RECORDS FOR THE EXERCISE:
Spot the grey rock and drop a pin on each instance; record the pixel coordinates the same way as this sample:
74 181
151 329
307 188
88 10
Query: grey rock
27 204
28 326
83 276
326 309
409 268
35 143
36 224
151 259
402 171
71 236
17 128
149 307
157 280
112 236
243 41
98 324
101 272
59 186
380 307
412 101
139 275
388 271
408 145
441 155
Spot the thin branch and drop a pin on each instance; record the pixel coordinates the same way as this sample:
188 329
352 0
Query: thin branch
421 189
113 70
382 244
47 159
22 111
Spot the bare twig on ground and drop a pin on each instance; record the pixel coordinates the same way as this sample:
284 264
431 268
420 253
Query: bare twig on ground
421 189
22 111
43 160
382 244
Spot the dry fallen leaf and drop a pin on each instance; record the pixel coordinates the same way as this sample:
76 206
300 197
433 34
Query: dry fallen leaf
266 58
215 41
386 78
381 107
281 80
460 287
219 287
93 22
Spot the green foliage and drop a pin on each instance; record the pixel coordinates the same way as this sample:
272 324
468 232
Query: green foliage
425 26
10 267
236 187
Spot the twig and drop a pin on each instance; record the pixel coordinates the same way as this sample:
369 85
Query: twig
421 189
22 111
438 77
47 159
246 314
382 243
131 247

==

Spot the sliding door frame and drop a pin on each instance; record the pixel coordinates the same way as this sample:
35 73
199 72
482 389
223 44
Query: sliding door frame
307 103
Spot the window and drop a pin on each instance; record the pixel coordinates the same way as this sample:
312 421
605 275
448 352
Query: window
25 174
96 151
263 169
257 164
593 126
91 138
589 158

WORK TO COMPLETE: Go line by line through the data and copy any that contain "this".

EXERCISE SOLUTION:
Spot the grey rock and drop a pin on each instance; record the pixel coordinates the same way as this sample:
Spot the thin branch and drop a pin on each instance; record the pixel coordinates the same way as this sample:
Spot the bare twig on ground and drop a pin on each instance; record the pixel coordinates the same way as this sample:
Spot the dry fallen leaf and drop a pin on each instance; record the pixel coordinates the same way as this sample:
Spot the green foliage and drop a pin on each instance; record the pixel coordinates the same way as this sample:
Spot the twig and drop a pin on each instance; record the pixel coordinates the same way as this sample:
Spot the sliding door frame and drop a pin on each instance; record the pixel coordinates the same way as this sample:
Spot the window and drop a pin on each instance; record the pixel coordinates the same way as this sample:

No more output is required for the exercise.